Task brief =
What is needed is an exact repeat of the lines from the line containing "spoon, one line per instance." through the final line of the entries below, and nothing else.

Dataset extract =
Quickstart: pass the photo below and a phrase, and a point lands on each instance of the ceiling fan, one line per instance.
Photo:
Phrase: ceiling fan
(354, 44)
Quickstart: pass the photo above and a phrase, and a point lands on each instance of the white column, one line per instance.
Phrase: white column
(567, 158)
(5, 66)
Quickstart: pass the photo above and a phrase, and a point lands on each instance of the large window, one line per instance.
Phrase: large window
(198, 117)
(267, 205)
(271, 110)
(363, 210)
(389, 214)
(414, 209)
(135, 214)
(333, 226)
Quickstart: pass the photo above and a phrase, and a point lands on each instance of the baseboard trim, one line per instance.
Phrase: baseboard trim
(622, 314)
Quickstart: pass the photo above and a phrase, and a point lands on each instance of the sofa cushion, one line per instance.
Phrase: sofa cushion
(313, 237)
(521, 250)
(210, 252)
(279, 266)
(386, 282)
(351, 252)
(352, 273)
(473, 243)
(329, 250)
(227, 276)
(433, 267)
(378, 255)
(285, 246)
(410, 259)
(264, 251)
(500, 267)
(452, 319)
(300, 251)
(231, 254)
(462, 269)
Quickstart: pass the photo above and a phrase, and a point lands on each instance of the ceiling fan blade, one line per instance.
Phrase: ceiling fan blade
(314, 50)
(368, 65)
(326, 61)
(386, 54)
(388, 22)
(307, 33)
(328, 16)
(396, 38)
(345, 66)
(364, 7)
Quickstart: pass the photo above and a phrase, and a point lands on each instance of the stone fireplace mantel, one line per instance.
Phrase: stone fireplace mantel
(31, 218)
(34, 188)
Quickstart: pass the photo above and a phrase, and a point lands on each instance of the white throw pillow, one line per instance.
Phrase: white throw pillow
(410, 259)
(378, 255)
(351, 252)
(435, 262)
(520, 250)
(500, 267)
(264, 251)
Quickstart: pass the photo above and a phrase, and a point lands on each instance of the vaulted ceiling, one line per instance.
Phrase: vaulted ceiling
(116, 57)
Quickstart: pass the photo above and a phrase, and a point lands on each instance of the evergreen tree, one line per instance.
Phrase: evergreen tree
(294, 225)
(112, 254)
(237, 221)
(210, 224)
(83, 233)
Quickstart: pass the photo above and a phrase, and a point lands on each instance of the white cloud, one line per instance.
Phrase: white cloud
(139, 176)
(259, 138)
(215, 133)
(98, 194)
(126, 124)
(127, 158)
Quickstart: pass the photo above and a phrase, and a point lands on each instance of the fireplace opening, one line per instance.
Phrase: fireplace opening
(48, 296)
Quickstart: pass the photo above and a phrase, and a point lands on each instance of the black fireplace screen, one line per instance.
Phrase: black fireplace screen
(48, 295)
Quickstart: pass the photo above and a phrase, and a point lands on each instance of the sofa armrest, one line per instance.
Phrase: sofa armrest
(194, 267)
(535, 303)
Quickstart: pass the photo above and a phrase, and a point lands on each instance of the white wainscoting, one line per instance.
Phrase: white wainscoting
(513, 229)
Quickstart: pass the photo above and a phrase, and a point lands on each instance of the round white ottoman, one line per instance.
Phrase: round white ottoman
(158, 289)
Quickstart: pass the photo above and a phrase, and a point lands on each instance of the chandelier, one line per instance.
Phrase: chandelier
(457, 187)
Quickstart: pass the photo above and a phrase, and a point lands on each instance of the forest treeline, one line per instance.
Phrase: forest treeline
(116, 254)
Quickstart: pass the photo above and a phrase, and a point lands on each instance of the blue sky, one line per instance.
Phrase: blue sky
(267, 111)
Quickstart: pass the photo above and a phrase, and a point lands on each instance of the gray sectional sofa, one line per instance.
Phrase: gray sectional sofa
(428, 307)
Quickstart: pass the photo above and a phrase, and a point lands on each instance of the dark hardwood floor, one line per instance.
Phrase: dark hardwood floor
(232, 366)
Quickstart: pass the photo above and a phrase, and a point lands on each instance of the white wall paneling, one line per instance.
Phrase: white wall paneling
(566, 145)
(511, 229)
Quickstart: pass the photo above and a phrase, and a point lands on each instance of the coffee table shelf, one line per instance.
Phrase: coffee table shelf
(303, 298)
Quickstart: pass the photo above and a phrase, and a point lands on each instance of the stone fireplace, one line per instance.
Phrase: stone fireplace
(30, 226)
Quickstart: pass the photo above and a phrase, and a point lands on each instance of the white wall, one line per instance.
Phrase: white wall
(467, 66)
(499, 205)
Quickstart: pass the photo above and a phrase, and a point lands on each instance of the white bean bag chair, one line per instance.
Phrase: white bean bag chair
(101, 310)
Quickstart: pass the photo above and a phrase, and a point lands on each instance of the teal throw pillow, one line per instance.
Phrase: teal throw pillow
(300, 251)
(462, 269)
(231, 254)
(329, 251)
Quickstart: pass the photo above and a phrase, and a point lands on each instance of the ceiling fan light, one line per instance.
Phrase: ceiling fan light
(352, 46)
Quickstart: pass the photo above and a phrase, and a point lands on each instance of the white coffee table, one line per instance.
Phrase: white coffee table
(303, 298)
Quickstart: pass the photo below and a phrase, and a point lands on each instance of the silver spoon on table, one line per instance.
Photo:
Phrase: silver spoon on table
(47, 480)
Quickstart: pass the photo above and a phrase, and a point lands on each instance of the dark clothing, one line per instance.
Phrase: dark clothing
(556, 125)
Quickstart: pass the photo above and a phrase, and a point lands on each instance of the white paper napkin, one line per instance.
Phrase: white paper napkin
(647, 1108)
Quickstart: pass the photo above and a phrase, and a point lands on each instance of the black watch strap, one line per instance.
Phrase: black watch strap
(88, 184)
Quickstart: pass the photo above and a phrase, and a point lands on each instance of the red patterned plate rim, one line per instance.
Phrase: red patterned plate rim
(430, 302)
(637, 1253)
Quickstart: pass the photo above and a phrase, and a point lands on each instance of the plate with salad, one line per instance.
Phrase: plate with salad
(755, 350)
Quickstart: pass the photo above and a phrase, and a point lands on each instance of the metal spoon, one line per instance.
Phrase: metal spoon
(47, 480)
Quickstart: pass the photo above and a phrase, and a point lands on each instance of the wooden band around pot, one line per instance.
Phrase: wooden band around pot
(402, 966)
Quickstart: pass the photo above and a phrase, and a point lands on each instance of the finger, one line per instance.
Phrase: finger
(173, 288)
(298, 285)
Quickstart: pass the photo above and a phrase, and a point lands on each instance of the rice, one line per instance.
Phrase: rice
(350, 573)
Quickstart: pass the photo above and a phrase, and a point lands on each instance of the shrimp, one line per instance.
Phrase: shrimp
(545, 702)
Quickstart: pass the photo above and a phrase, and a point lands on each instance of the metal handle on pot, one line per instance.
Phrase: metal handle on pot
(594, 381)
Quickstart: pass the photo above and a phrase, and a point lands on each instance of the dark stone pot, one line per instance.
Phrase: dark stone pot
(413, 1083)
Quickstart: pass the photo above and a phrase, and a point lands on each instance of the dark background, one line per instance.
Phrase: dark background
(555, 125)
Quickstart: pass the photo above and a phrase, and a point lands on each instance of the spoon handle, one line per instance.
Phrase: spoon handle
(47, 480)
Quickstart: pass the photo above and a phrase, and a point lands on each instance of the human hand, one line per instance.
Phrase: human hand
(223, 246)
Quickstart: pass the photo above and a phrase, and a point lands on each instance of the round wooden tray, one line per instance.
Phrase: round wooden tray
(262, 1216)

Task answer =
Quickstart: pass the photo above and a phrase, and a point lands on each instance of the metal spoon, one line per instance.
Phrase: metal spoon
(47, 480)
Quickstart: pass the photo above and a phrase, and a point lands on each instance of the wooden band around pot, one line per instance.
Phrase: wooden band around pot
(402, 966)
Quickstart: pass the photo above and a phrase, and a point lands on each instance of the finger, one line per instance.
Phrase: finger
(173, 288)
(298, 285)
Quickstart: pass the photo above and a phrase, and a point lands on each instance of the rice, one line per instance.
Phrase: rice
(350, 573)
Quickstart: pass the photo above and a phrase, and a point lands on each instance of the shrimp, one line per instance.
Phrase: shrimp
(545, 702)
Quickstart: pass the photo above and a phrase, and a point lands on each instance of the metal handle on pot, one line per instance.
Phrase: metal handle on pot
(594, 381)
Quickstart: pass the photo above and a phrase, and a point lands on each instance of the dark stone pot, one line per instance.
Phrase: dark stone pot
(413, 1083)
Quickstart: pass the photo above and a phrase, and a point lands on each instance of the dark background, one line per instance.
Phrase: dark background
(555, 125)
Quickstart: pass the photo above and a phrase, and a point lands on each instance of the spoon handle, one line per instance.
Phrase: spoon handle
(47, 480)
Quickstart: pass the photo above and a phrase, and a point lands on each instance of the human hand, one line per instance.
Phrase: human hand
(223, 246)
Quickstart: pass the photo above and a phrase, and a point lands on each instance of the round wooden tray, one line per instance.
Phrase: round wooden tray
(262, 1216)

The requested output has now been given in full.